*DATA LINES:*
______
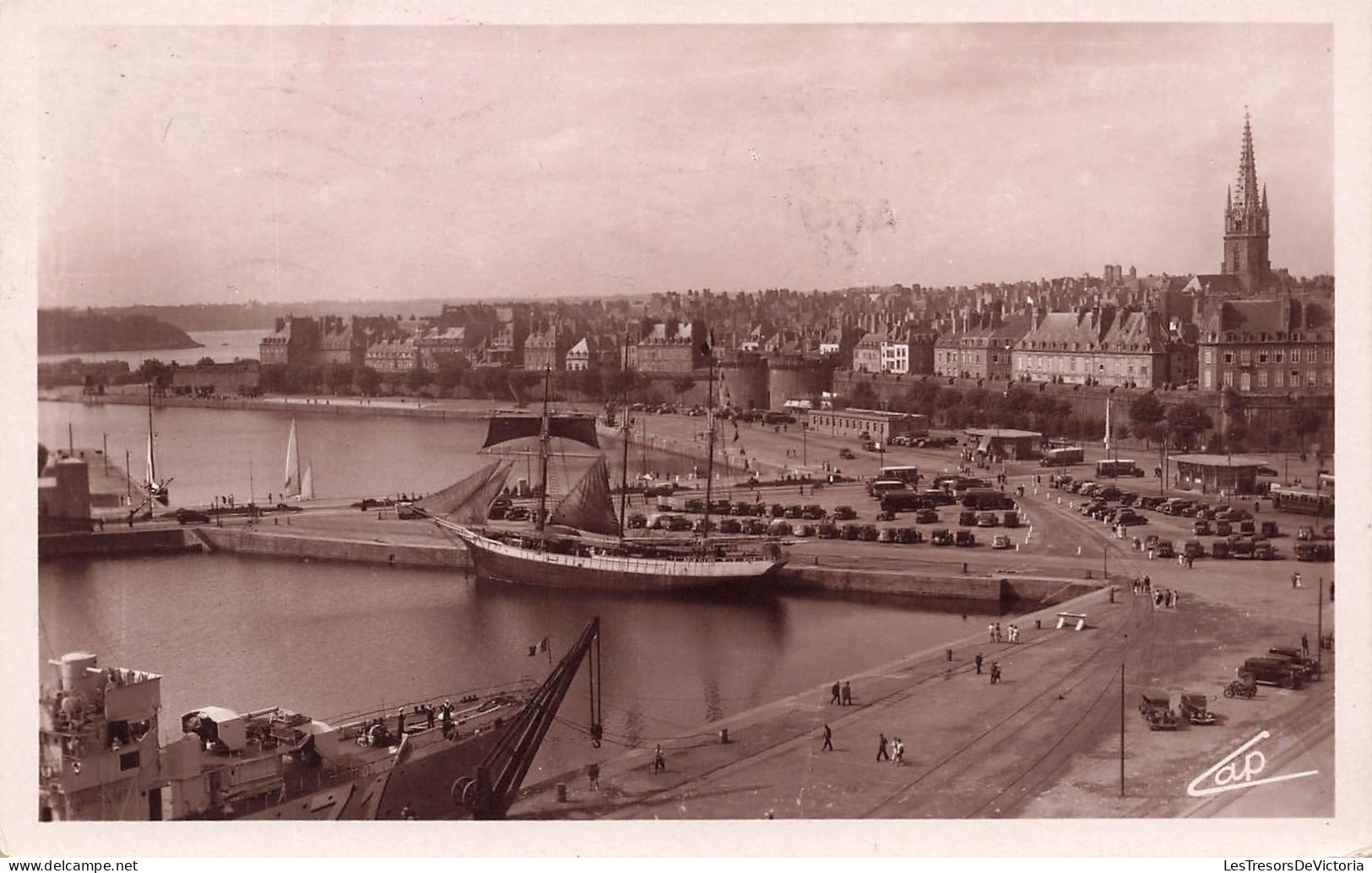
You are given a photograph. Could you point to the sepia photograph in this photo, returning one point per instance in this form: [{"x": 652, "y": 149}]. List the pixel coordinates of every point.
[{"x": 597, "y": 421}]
______
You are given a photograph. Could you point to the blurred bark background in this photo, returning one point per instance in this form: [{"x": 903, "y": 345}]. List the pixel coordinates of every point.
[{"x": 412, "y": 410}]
______
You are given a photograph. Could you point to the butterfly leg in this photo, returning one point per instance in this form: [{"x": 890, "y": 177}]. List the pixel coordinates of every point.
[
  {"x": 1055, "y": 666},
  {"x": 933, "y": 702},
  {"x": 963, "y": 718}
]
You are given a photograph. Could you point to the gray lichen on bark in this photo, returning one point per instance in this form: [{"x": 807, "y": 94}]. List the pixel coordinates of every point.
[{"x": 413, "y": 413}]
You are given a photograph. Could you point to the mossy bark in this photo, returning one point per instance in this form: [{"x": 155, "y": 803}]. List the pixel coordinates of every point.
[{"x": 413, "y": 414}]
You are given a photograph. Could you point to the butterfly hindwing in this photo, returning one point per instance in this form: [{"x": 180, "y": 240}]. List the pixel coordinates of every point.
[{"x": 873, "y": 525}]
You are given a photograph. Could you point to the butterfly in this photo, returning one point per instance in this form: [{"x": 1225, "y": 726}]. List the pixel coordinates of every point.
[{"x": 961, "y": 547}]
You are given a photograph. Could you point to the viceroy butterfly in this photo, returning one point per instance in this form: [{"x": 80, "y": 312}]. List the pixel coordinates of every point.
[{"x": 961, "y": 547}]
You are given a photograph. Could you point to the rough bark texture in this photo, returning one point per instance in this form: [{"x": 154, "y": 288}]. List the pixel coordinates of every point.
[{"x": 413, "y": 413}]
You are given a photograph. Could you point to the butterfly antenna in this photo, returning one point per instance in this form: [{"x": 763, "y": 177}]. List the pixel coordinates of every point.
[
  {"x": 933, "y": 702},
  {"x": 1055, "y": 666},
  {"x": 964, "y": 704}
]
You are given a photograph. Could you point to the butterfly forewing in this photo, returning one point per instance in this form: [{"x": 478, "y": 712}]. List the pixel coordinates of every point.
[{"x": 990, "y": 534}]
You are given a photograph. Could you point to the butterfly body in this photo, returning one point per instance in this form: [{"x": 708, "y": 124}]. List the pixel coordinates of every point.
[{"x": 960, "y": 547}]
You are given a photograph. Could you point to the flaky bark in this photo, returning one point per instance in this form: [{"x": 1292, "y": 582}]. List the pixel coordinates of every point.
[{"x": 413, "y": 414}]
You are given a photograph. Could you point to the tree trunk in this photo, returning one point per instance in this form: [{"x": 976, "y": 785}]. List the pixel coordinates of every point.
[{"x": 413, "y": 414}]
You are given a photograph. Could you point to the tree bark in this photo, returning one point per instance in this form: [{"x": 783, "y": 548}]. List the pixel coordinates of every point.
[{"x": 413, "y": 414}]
______
*DIRECTIONS FOR THIS TASK:*
Show each line of the entries above that contains the word "tree". Case counts.

*FINISHED TASK:*
You are given a photograph. Could you point to the tree trunk in this photo, returning one point per instance in this form: [{"x": 976, "y": 785}]. List the pixel coordinates of every point.
You are given a photograph. Could you point to the tree bark in this photo, returning one point per instance in this form: [{"x": 783, "y": 548}]. List the pixel coordinates of every point.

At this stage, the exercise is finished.